PASSAGE PROVIDED |
And one of the things that they did, was because the whole point of this line was based on color, it was a very colorful knitwear line, they decided that the advertising strategy should be socially engaged in regards to the question of color. So they—all of their advertising involved people of mixed-race and multiple-race and multiple ethnicities in their advertising. And some of it, they were interfacing with one another in intra-personal ways, like kissing. So they would have—I can't really think of any of the ads, but they—as a consequence, this tableau format of a horizontal bus side ad was very useful, because it almost read like a film strip, and you could have multiple faces, representing people of multiple ethnicities and races, across the side of a bus.

So they practically owned bus advertising in New York. Almost every bus, or with great frequency many buses, had Benetton ads on them, and there were Benetton stores everywhere. And they advertised in every major magazine. So we thought it was a great opportunity to sort of—here was a, in the same way that we were upping the ante with Annie Leibowitz and Barbara Kruger, we were upping the ante with this socially conscious apparel company, who had staked a claim in the question of a utopian world, in which race and gender and religion no longer mattered.

DATASET |
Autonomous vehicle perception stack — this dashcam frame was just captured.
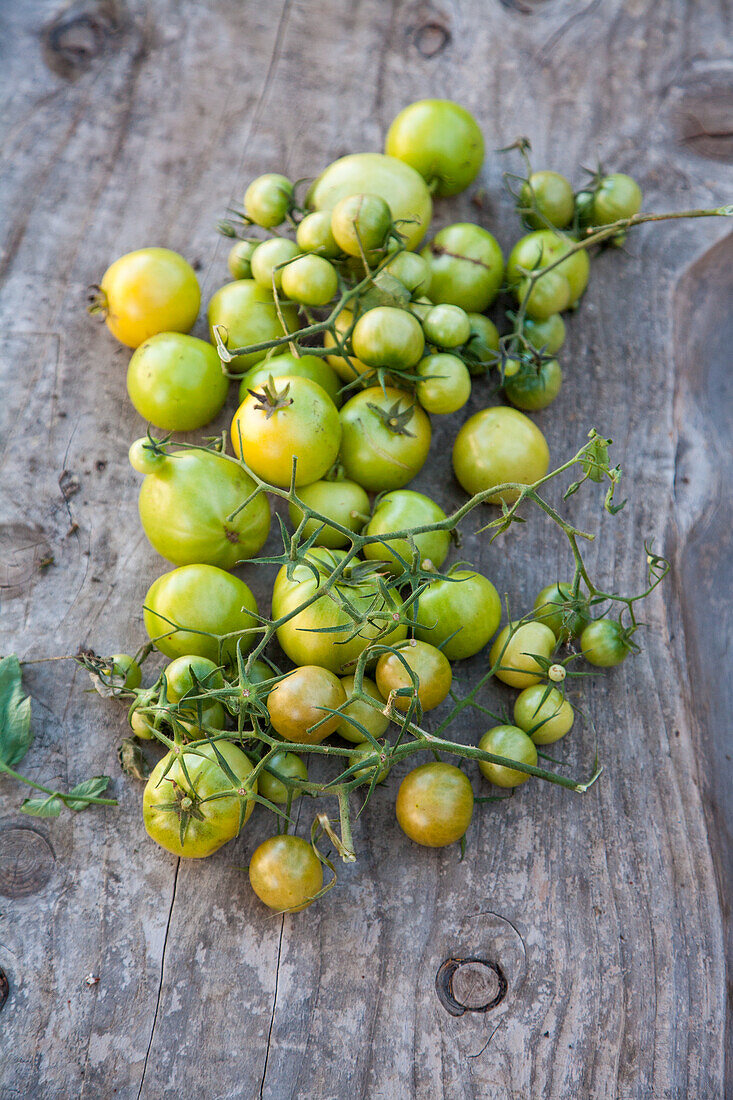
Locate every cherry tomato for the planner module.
[340,386,431,493]
[422,222,504,314]
[209,279,298,372]
[517,171,576,229]
[250,835,324,913]
[416,352,471,414]
[479,726,537,787]
[376,638,453,713]
[336,677,390,745]
[143,565,258,663]
[362,488,450,576]
[244,172,293,229]
[453,406,549,504]
[489,623,557,688]
[288,477,371,549]
[231,376,341,488]
[414,567,502,661]
[138,450,270,569]
[143,740,256,859]
[272,548,407,674]
[395,761,473,848]
[384,99,482,196]
[306,153,433,249]
[90,249,201,348]
[580,619,631,669]
[514,684,575,745]
[267,664,346,745]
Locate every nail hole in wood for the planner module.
[435,957,508,1016]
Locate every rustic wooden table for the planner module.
[0,0,733,1100]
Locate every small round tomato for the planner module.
[414,567,502,661]
[517,171,576,229]
[267,664,346,745]
[138,449,270,569]
[416,352,471,414]
[143,740,258,859]
[295,210,341,260]
[288,477,371,550]
[250,835,324,913]
[489,623,557,688]
[504,359,562,413]
[351,306,425,370]
[89,249,201,348]
[209,278,298,372]
[340,386,431,493]
[258,752,308,804]
[336,677,390,745]
[395,761,473,848]
[580,619,632,669]
[384,99,483,196]
[244,172,293,229]
[375,638,453,713]
[453,406,549,504]
[143,565,258,663]
[362,488,450,576]
[479,726,537,787]
[422,222,504,314]
[306,153,433,249]
[514,684,575,745]
[231,376,341,488]
[128,332,229,431]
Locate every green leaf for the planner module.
[0,653,33,768]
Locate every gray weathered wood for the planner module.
[0,0,733,1100]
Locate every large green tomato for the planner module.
[209,278,298,372]
[453,405,549,504]
[306,153,433,249]
[363,488,450,576]
[414,567,502,661]
[128,332,229,431]
[384,99,483,196]
[420,221,504,314]
[143,740,258,859]
[272,549,407,674]
[143,565,258,664]
[138,450,270,569]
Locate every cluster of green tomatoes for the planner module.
[92,100,641,910]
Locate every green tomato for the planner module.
[143,740,256,859]
[143,565,258,664]
[384,99,483,196]
[138,450,270,569]
[514,684,575,745]
[272,549,407,675]
[479,726,537,787]
[363,488,450,576]
[422,222,504,314]
[306,153,433,249]
[288,477,371,550]
[244,172,293,229]
[453,406,549,504]
[416,352,471,414]
[414,567,502,661]
[340,386,431,493]
[209,279,298,372]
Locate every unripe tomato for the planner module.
[90,249,201,348]
[143,740,256,859]
[453,406,549,504]
[138,450,270,569]
[395,761,473,848]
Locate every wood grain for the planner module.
[0,0,733,1100]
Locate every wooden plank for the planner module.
[0,0,733,1100]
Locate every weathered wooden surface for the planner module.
[0,0,733,1100]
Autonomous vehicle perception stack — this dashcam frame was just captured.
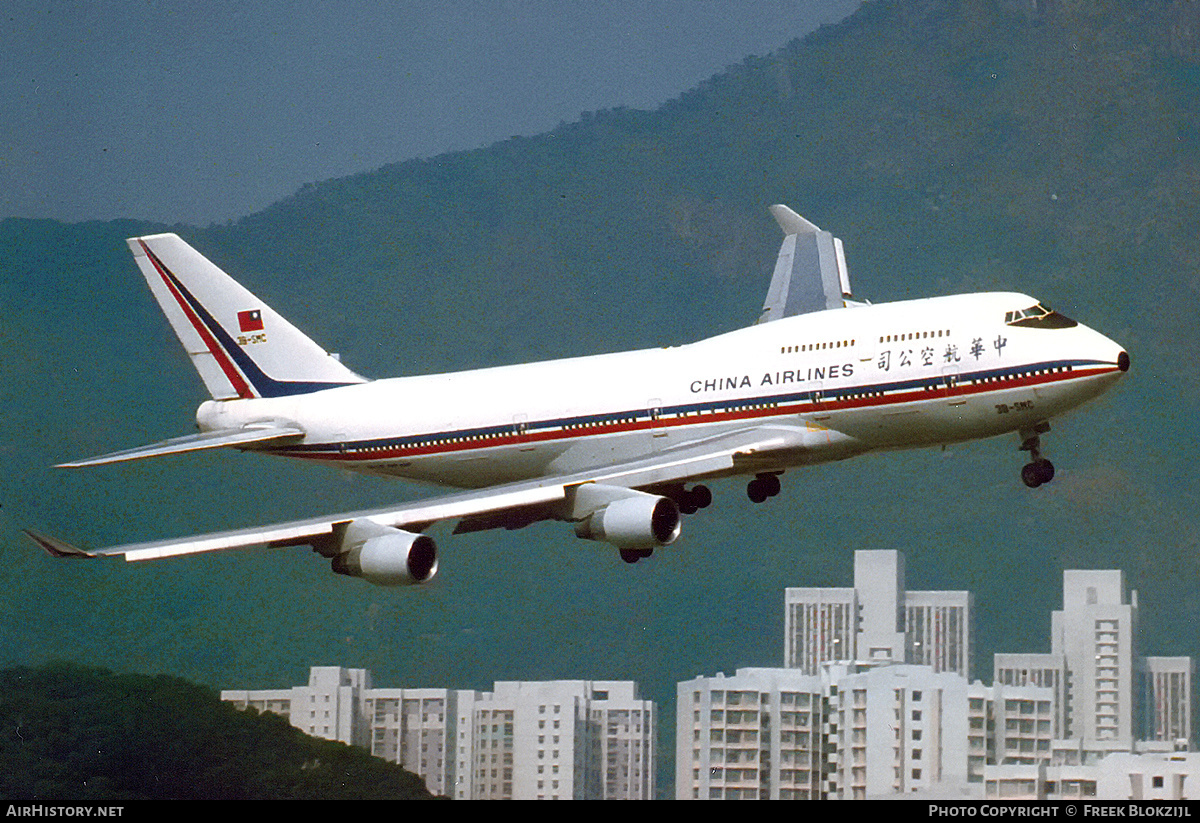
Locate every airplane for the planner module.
[25,205,1129,585]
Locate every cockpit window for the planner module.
[1004,304,1079,329]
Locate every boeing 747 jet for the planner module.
[26,212,1129,585]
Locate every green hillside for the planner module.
[0,663,431,804]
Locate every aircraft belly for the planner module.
[355,444,562,488]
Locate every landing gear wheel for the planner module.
[688,483,713,509]
[1021,457,1054,488]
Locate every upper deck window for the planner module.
[1004,304,1079,329]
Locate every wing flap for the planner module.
[56,426,304,469]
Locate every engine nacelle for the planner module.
[331,519,438,585]
[575,492,680,548]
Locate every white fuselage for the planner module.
[197,293,1128,488]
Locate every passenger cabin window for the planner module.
[1004,304,1079,329]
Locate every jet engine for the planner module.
[575,489,679,549]
[331,519,438,585]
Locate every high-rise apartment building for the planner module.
[221,666,658,800]
[994,570,1192,752]
[784,551,973,679]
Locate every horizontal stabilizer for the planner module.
[58,426,304,469]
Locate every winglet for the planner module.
[22,529,96,557]
[769,203,821,236]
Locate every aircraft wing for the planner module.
[55,426,304,469]
[25,426,805,560]
[758,205,853,323]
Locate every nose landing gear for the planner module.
[1020,422,1054,488]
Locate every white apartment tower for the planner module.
[676,668,830,800]
[994,570,1193,752]
[784,551,972,678]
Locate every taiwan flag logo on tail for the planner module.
[238,308,263,331]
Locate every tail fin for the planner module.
[126,234,366,400]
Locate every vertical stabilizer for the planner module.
[758,205,850,323]
[126,234,366,400]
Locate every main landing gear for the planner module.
[1020,422,1054,488]
[746,474,779,503]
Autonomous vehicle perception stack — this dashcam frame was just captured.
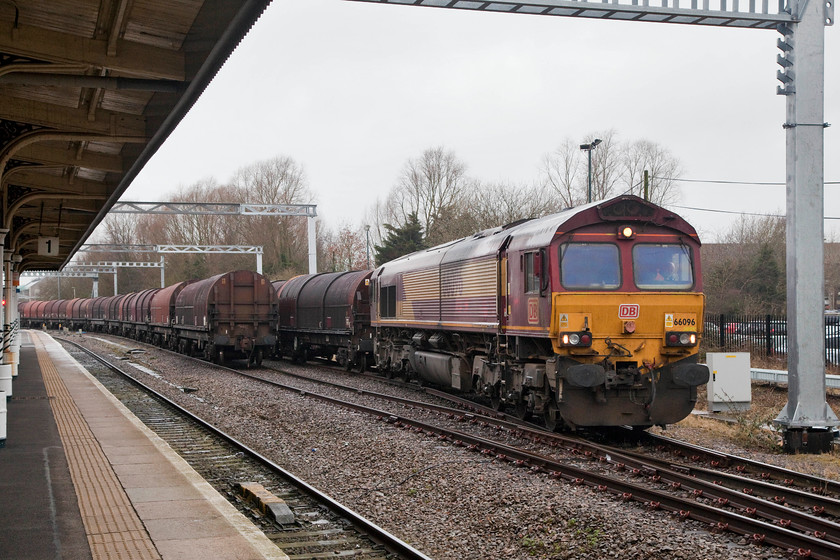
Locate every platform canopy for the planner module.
[0,0,271,271]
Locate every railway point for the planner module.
[0,331,288,560]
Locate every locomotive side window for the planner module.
[379,286,397,317]
[523,253,540,293]
[633,243,694,290]
[560,243,621,290]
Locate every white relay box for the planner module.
[706,352,752,412]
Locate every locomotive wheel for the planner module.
[490,391,505,411]
[543,399,563,432]
[514,400,533,420]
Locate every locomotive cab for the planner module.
[371,196,709,429]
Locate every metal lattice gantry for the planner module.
[78,243,263,274]
[111,201,318,274]
[20,266,117,299]
[353,0,812,29]
[351,0,840,452]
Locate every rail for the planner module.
[750,368,840,389]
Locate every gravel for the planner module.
[64,335,820,560]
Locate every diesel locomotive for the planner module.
[370,196,709,429]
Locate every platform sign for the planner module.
[38,237,58,257]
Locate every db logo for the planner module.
[618,303,639,319]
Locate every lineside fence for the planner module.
[703,314,840,366]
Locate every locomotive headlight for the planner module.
[665,332,697,346]
[560,331,592,346]
[618,226,636,239]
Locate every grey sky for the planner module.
[123,0,840,241]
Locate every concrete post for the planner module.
[775,0,838,453]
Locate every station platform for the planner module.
[0,331,288,560]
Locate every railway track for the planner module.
[65,334,840,559]
[58,339,429,560]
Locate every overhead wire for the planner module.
[648,176,840,220]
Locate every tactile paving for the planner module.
[32,336,161,560]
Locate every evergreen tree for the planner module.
[374,212,428,266]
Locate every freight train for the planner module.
[21,196,709,430]
[19,270,277,364]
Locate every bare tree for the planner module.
[587,129,623,200]
[233,156,314,279]
[319,223,372,272]
[540,129,682,210]
[540,138,586,208]
[623,140,682,206]
[386,147,470,239]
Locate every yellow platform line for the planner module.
[31,336,161,560]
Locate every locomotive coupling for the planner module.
[565,364,607,387]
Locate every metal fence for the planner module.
[703,315,840,365]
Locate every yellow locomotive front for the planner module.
[544,207,709,427]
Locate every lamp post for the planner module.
[365,226,370,270]
[580,138,601,202]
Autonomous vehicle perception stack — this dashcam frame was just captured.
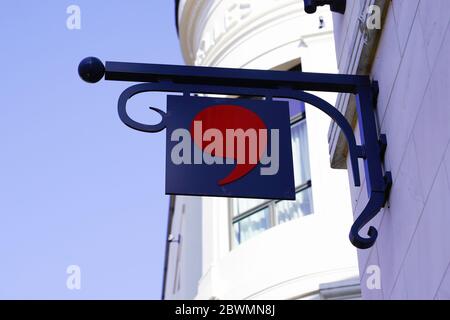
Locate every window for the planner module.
[230,100,313,245]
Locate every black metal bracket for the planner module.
[304,0,347,14]
[78,57,392,249]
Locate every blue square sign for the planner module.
[165,96,295,200]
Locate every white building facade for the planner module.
[163,0,360,299]
[329,0,450,299]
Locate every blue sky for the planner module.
[0,0,183,299]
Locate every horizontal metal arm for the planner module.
[78,57,392,249]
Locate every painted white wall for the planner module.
[164,0,358,299]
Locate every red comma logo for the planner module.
[190,105,267,186]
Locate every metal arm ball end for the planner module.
[78,57,105,83]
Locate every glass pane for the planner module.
[233,199,265,217]
[233,208,270,243]
[291,121,311,186]
[275,188,313,224]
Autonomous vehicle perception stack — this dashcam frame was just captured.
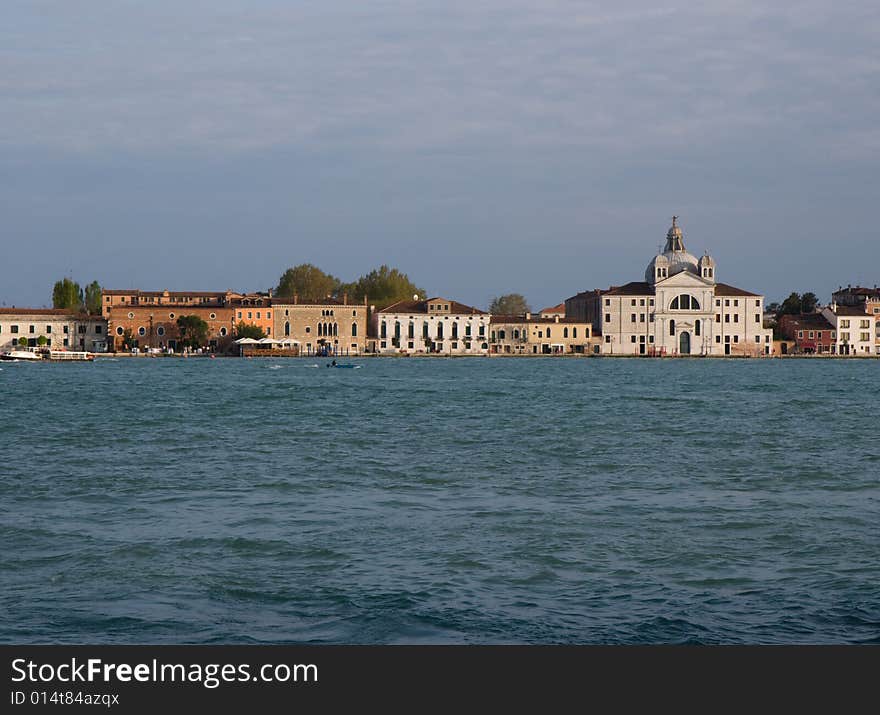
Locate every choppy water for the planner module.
[0,359,880,643]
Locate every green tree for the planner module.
[776,293,819,319]
[275,263,340,300]
[52,278,83,311]
[177,315,209,349]
[84,281,102,315]
[235,320,266,340]
[340,265,425,310]
[489,293,531,315]
[801,293,819,313]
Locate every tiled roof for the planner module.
[0,308,85,318]
[489,315,589,325]
[834,305,870,316]
[376,298,486,315]
[715,283,761,298]
[541,303,565,313]
[605,281,654,295]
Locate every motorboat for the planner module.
[0,350,43,360]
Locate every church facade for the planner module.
[565,217,773,357]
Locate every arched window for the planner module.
[669,293,700,310]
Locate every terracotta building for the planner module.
[778,313,837,355]
[271,295,368,355]
[102,290,242,351]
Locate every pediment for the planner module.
[654,271,715,288]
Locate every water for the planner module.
[0,358,880,643]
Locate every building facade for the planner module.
[0,308,107,353]
[271,296,369,355]
[372,297,489,355]
[778,313,837,355]
[565,217,773,356]
[489,314,592,355]
[102,290,242,351]
[822,303,880,357]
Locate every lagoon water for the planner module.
[0,358,880,643]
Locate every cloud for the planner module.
[0,0,880,159]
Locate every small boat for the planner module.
[0,350,43,360]
[327,360,360,369]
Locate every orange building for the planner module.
[101,290,242,351]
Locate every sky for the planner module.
[0,0,880,309]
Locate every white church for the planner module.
[565,216,773,357]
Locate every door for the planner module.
[678,332,691,355]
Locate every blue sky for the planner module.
[0,0,880,309]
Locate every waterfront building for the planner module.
[779,313,837,355]
[102,290,242,351]
[271,295,369,355]
[231,290,275,338]
[372,296,489,355]
[822,303,880,356]
[565,216,773,356]
[0,308,107,353]
[489,311,592,355]
[537,303,565,318]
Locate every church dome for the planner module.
[645,216,700,283]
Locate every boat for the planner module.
[46,350,95,362]
[0,350,43,360]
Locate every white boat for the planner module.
[0,350,43,360]
[46,350,95,362]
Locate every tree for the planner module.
[489,293,531,315]
[52,278,83,311]
[801,293,819,313]
[776,293,819,319]
[177,315,208,349]
[83,281,102,315]
[275,263,340,300]
[340,264,425,310]
[235,320,266,340]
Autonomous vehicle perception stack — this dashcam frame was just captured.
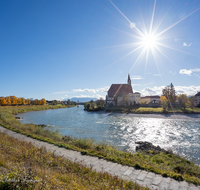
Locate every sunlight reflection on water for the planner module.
[20,106,200,164]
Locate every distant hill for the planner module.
[70,98,98,102]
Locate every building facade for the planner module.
[106,75,141,106]
[194,92,200,106]
[141,96,160,104]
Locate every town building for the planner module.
[194,92,200,106]
[141,96,160,104]
[106,75,141,106]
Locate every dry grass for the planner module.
[0,133,147,190]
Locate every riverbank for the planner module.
[104,107,200,115]
[0,127,145,190]
[0,104,200,184]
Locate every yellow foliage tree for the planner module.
[160,95,168,111]
[26,99,31,105]
[21,98,25,105]
[41,98,46,105]
[17,98,22,105]
[0,97,6,106]
[5,96,11,105]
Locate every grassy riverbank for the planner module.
[0,133,147,190]
[0,106,200,185]
[105,107,200,114]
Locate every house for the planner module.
[194,92,200,106]
[106,75,140,106]
[141,96,160,104]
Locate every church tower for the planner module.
[127,74,131,86]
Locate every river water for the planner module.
[19,106,200,165]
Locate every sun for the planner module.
[141,34,156,49]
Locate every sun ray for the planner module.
[109,0,144,37]
[155,7,200,37]
[156,42,200,57]
[153,2,172,35]
[103,45,142,68]
[149,0,156,35]
[129,48,146,73]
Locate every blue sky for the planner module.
[0,0,200,100]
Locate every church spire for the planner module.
[127,74,131,86]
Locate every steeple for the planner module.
[127,74,131,86]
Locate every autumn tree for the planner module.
[189,96,195,109]
[178,94,189,109]
[41,98,46,105]
[21,98,25,105]
[160,95,168,111]
[0,97,6,106]
[17,98,22,105]
[25,99,31,105]
[5,96,11,105]
[10,96,17,105]
[162,83,176,103]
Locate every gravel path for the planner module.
[0,126,200,190]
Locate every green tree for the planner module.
[114,95,118,107]
[162,83,176,103]
[178,94,189,109]
[160,95,168,111]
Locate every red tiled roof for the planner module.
[142,96,160,98]
[108,84,133,97]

TASK SET |
A) According to the passage on Benetton advertising, why was the horizontal bus-side ad format useful?
B) Reproduce the passage on Benetton advertising from "And one of the" up to and including "side of a bus.".

ANSWER SET |
A) It read almost like a film strip, so it could show multiple faces representing people of multiple ethnicities and races across the side of a bus.

B)
And one of the things that they did, was because the whole point of this line was based on color, it was a very colorful knitwear line, they decided that the advertising strategy should be socially engaged in regards to the question of color. So they—all of their advertising involved people of mixed-race and multiple-race and multiple ethnicities in their advertising. And some of it, they were interfacing with one another in intra-personal ways, like kissing. So they would have—I can't really think of any of the ads, but they—as a consequence, this tableau format of a horizontal bus side ad was very useful, because it almost read like a film strip, and you could have multiple faces, representing people of multiple ethnicities and races, across the side of a bus.